__Written task__: Could you rewrite every one of the records below as a numbered list, dropping any blank lines?

Records of labeled points
__________________________________________________
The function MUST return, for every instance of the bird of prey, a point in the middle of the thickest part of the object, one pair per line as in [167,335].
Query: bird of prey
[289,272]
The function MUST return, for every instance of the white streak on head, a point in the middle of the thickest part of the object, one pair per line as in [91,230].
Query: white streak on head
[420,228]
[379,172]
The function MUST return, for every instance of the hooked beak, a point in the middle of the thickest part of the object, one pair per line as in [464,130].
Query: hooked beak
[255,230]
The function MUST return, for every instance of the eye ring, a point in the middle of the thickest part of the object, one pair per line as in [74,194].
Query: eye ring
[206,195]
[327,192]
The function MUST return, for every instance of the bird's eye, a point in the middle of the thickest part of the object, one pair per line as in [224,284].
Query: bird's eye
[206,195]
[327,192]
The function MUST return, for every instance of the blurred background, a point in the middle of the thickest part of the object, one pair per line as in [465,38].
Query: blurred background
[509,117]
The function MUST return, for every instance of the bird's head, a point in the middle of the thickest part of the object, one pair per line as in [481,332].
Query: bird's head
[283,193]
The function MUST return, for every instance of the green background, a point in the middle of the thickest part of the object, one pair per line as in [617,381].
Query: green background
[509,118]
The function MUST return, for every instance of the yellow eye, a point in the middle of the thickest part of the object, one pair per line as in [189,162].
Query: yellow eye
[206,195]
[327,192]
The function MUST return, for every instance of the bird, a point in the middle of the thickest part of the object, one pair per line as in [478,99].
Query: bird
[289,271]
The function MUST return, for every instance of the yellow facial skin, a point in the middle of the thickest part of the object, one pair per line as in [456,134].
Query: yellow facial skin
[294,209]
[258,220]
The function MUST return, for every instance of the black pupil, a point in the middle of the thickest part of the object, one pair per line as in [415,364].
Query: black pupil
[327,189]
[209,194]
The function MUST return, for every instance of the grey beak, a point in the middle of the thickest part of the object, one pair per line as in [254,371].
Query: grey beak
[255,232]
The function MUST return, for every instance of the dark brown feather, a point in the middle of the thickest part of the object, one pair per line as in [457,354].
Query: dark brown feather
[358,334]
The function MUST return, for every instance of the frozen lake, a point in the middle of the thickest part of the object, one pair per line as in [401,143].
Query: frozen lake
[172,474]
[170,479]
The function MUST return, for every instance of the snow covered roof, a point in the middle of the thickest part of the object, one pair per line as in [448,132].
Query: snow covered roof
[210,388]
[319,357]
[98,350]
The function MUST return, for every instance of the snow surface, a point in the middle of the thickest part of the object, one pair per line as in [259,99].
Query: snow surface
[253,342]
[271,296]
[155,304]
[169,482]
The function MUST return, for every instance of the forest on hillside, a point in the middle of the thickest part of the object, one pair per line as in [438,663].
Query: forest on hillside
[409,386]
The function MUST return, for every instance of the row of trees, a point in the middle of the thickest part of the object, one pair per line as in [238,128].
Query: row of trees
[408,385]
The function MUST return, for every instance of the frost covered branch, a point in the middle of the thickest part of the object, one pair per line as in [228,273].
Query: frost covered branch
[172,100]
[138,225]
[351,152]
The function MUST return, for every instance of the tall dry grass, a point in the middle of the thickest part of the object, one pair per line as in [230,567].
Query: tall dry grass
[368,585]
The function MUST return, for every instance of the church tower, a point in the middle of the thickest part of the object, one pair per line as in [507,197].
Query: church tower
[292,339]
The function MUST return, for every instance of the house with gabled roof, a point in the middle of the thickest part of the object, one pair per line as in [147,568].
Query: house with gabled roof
__________________________________________________
__Written solution__:
1. The function MUST return, for every instance of the bird of prey, a point in the middle of the thickest part of the object, one pair per line as in [167,335].
2. Query: bird of prey
3. [289,272]
4. The function MUST return, for every instance of the white streak on head, a point in the middle of the thickest part of the object, one pair per line as in [91,230].
5. Query: white streak on head
6. [420,228]
7. [379,172]
8. The function MUST return, for every instance of the hooked beak, a point in the middle of the thickest part of the object, one pair per line as in [464,130].
9. Query: hooked beak
10. [255,230]
11. The function MUST return, for every instance of the eye ring, a point in the middle of the thickest part of the object, one pair per line as in [74,194].
12. Query: eye ring
13. [206,195]
14. [327,192]
15. The function MUST return, for every instance of the bird's eye, a point in the middle of the thickest part of the object, one pair per line as in [224,284].
16. Query: bird's eye
17. [206,195]
18. [327,192]
19. The function MUST return, for every instance of the blurred background, a point in the middle of the thickest part of the object, one pair per line as in [465,38].
20. Query: blurred background
21. [509,117]
22. The function MUST return, for every instance of the bird's head, a point in the middle of the thickest part of the object, one pair per line as in [481,332].
23. Query: bird's head
24. [283,193]
25. The function MUST return, for every instance of the green background, a point in the middle of the thickest part of the object, one pair per line as in [617,381].
26. Query: green background
27. [509,118]
28. The function MUST return, for every instance of the yellow eye, a point in the middle of the thickest part of the object, one pair per line as in [189,162].
29. Query: yellow eye
30. [206,195]
31. [327,192]
32. The function MUST return, for every instance of the bird, a point in the middle of the thickest part of the object, one pair per line as in [478,99].
33. Query: bird
34. [289,271]
35. The function MUST return, for every instance of the yellow facial skin, a point in the middle of the thickest part of the object, one pair per line as in [456,134].
36. Query: yellow facial skin
37. [294,209]
38. [258,220]
39. The function MUST return, for every instance of the black pupil, a point in the middle of the thickest part of the object, one pair per line as in [415,364].
40. Query: black pupil
41. [327,189]
42. [209,194]
43. The function MUST return, for every instance of the grey beak, a point in the middle of the thickest part of the object, one pair per line as in [254,371].
44. Query: grey beak
45. [255,232]
46. The function MUST return, for every instance of the dark brown feather, a point in the middle of the thickest part of the object, one pair per line as in [457,354].
47. Query: dark brown feather
48. [358,334]
49. The function MUST return, for every instance of the frozen lake, a point in the middle of the thickest part of the object, one pair per line as in [401,143].
50. Query: frozen lake
51. [172,474]
52. [170,479]
53. The function MUST return, for every instance of the snow covered roof, a point in the middle of the thickest part of the object, one pair per line as in [448,132].
54. Query: snow covered roof
55. [210,388]
56. [319,357]
57. [98,350]
58. The function MUST return, for every instance of the snow surface, a point in the middle of the thickest part of the object, one pair per line as in [259,99].
59. Query: snow surface
60. [253,342]
61. [271,296]
62. [155,304]
63. [169,482]
64. The function MUST return, for every instance of the forest on hillside, a point in the middle of the thickest part of the object, one pair per line as in [438,663].
65. Query: forest on hillside
66. [409,386]
67. The function MUST return, for every instance of the row of trees, a point in the middle of the thickest part of the object, one pair per line as in [238,128].
68. Query: row of trees
69. [408,385]
70. The function MUST return, for every instance of the frost covered branch, a point in the middle of the thickest part of the object, one pair per line as in [228,273].
71. Query: frost covered branch
72. [172,100]
73. [138,225]
74. [351,152]
75. The function MUST return, for every instance of the tall dry grass, a point in the middle of the thickest part of the object, one pair per line as in [230,567].
76. Query: tall dry grass
77. [368,585]
78. The function MUST return, for every instance of the church tower, a point in the middle of the thickest part of the object, one pair per line as in [507,197].
79. Query: church tower
80. [292,339]
81. The function MUST return, for every instance of the house with gabled roof, a point in the middle of the thickest part of the object, one pair per line as in [147,568].
82. Query: house with gabled roof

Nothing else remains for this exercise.